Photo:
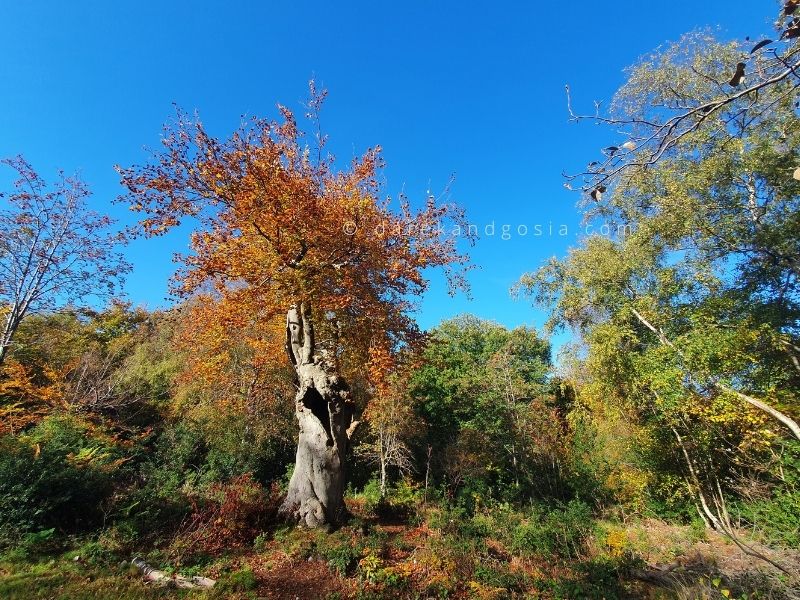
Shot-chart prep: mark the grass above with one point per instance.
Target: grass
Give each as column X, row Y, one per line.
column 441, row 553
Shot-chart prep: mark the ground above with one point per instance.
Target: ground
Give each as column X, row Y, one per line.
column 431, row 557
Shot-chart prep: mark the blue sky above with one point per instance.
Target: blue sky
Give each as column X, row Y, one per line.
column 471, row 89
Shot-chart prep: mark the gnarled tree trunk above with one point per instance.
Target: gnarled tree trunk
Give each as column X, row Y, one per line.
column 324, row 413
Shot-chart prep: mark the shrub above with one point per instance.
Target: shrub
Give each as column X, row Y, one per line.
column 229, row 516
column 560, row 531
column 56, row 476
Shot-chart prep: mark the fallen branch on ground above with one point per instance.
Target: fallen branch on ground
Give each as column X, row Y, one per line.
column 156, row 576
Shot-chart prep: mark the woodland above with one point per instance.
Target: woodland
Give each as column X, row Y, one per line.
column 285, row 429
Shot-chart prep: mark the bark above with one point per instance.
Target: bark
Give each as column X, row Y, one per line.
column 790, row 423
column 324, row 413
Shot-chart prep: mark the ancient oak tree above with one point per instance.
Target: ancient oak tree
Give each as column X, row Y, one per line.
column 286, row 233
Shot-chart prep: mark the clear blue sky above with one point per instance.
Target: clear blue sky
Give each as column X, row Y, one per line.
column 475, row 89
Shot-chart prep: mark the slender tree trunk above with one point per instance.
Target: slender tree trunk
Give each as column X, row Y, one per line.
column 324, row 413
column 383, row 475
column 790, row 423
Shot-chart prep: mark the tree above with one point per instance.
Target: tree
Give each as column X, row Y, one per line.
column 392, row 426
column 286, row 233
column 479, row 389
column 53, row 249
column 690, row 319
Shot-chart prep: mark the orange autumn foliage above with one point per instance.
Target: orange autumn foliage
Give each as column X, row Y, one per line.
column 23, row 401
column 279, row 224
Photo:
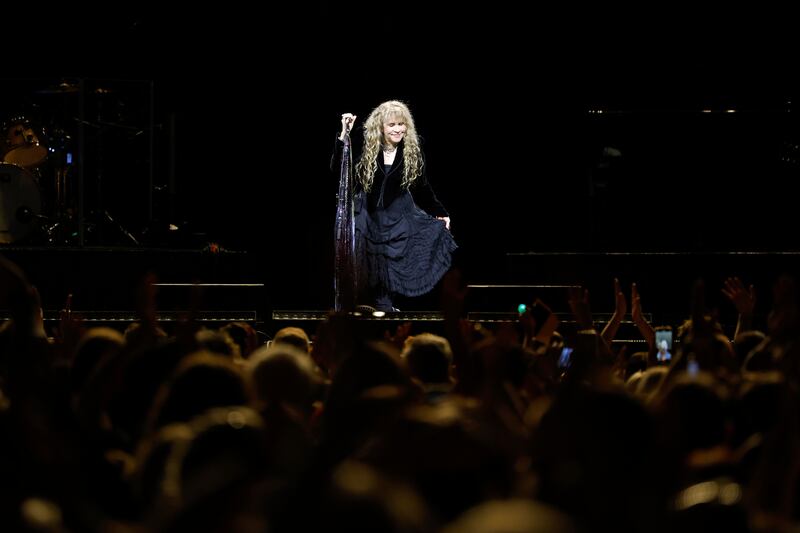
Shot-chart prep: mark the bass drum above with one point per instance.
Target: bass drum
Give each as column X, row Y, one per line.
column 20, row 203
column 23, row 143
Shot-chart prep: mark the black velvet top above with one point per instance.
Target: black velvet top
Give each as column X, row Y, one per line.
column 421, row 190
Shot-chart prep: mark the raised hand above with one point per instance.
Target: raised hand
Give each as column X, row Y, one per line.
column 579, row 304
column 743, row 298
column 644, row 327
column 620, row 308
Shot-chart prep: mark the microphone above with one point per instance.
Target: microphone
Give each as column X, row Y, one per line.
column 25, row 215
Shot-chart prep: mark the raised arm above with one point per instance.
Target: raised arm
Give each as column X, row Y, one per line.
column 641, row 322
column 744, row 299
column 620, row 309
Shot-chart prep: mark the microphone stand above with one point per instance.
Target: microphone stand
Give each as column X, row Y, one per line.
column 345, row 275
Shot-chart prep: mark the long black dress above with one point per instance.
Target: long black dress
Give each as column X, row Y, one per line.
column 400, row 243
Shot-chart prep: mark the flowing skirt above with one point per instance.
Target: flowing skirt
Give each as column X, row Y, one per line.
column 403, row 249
^^^^
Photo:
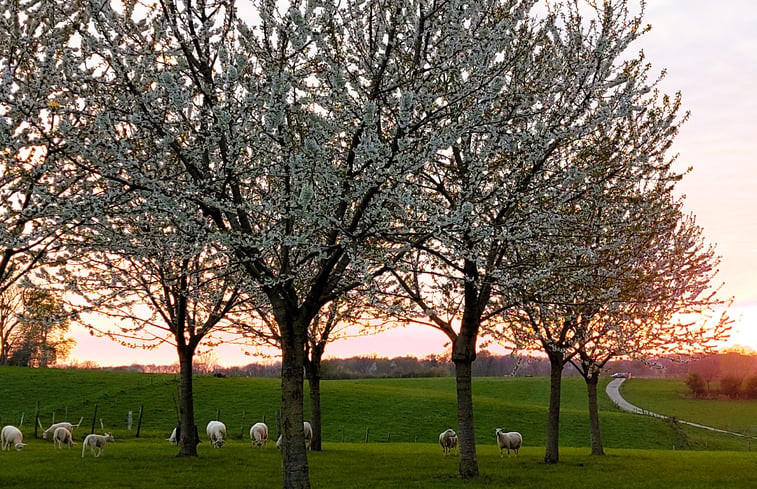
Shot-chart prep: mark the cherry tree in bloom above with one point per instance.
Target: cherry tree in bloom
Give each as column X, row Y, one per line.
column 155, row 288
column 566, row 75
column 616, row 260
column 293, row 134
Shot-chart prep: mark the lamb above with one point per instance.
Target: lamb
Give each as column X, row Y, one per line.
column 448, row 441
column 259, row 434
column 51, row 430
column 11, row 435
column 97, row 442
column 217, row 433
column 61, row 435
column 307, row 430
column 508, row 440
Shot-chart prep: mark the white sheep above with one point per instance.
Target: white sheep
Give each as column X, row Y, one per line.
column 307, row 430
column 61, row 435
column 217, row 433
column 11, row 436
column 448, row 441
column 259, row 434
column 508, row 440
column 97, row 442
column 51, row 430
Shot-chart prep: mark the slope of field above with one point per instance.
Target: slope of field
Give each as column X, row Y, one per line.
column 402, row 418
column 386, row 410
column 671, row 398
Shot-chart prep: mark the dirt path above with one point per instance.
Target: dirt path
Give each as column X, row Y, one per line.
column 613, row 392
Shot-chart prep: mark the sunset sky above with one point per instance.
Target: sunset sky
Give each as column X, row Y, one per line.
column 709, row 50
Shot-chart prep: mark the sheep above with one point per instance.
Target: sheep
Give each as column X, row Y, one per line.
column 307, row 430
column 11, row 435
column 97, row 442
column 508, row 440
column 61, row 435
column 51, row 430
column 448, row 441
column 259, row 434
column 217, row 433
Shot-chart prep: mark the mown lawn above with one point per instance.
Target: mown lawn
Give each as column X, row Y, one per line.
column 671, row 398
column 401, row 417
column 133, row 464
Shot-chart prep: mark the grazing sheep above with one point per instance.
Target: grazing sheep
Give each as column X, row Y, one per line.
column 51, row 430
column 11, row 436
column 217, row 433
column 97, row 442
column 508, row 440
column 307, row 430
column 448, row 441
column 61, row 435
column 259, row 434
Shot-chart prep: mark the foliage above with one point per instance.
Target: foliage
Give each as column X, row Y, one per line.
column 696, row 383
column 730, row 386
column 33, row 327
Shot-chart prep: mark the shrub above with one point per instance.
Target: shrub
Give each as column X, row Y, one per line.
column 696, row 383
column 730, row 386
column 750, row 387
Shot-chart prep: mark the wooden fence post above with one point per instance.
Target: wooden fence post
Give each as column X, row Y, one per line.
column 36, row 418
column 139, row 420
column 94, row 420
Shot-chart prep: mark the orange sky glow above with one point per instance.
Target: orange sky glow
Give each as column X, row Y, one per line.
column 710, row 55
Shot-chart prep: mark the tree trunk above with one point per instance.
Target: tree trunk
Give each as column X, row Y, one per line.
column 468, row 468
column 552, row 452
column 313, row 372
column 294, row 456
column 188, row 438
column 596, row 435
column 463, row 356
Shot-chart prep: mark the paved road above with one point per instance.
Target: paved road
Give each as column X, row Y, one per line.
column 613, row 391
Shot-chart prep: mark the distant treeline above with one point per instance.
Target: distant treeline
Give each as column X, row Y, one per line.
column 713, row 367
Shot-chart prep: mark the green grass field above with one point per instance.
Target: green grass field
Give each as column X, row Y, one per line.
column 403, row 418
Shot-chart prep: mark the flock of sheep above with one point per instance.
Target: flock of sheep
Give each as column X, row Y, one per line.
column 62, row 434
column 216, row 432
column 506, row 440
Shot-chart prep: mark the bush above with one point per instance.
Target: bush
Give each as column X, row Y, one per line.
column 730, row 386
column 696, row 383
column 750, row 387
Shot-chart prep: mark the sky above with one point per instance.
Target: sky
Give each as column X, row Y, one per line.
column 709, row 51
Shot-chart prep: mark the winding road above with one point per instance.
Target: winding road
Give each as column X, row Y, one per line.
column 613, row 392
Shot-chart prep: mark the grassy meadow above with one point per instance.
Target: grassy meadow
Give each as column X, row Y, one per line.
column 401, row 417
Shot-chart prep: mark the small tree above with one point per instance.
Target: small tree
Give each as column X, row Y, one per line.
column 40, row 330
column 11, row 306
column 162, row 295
^^^^
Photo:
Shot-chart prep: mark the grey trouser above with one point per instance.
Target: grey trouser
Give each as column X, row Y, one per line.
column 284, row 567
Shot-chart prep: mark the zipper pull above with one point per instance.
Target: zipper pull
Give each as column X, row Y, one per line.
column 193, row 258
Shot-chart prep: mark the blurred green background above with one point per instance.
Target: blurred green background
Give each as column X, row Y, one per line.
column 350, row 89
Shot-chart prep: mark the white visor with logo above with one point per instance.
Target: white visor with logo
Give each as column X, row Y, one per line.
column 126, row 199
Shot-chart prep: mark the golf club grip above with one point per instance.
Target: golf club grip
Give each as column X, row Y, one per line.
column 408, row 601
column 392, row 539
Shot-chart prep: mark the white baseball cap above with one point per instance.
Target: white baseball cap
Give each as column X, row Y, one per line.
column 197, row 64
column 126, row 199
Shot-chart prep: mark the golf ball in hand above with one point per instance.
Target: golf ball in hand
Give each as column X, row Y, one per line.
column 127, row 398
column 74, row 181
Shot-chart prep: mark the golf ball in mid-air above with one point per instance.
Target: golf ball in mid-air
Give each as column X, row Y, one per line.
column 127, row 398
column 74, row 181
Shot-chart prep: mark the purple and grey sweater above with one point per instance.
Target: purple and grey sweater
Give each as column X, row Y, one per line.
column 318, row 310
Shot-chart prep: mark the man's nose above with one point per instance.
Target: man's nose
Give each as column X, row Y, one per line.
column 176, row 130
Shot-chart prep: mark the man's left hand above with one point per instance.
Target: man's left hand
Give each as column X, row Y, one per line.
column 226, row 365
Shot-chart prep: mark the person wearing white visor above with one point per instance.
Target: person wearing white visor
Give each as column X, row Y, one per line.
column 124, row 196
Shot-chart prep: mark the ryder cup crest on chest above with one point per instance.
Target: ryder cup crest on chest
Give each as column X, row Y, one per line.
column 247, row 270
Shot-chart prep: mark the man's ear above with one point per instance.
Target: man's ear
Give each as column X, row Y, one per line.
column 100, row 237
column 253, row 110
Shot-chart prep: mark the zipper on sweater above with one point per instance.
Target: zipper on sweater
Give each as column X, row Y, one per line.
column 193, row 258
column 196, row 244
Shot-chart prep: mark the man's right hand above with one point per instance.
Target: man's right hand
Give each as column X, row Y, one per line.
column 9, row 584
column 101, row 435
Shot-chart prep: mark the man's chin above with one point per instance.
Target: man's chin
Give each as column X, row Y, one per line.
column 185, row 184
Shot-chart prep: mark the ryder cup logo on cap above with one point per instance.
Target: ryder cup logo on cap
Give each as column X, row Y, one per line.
^^^^
### WHAT THE TASK REQUIRES:
Output, verbatim, every line from the one holding "Shot-chart prep: mark the golf ball in mid-air" through the one holding "column 318, row 310", with both of those lines included.

### OUTPUT FOR THIS TASK:
Shot-chart prep: mark the golf ball in mid-air above with one point per instance.
Target: golf ball in mid-air
Give each as column X, row Y, one per line.
column 127, row 398
column 74, row 181
Shot-chart prep: mark the purple and grey sweater above with one point per instance.
Target: purple and grey sweater
Give each as column X, row Y, one per line.
column 318, row 310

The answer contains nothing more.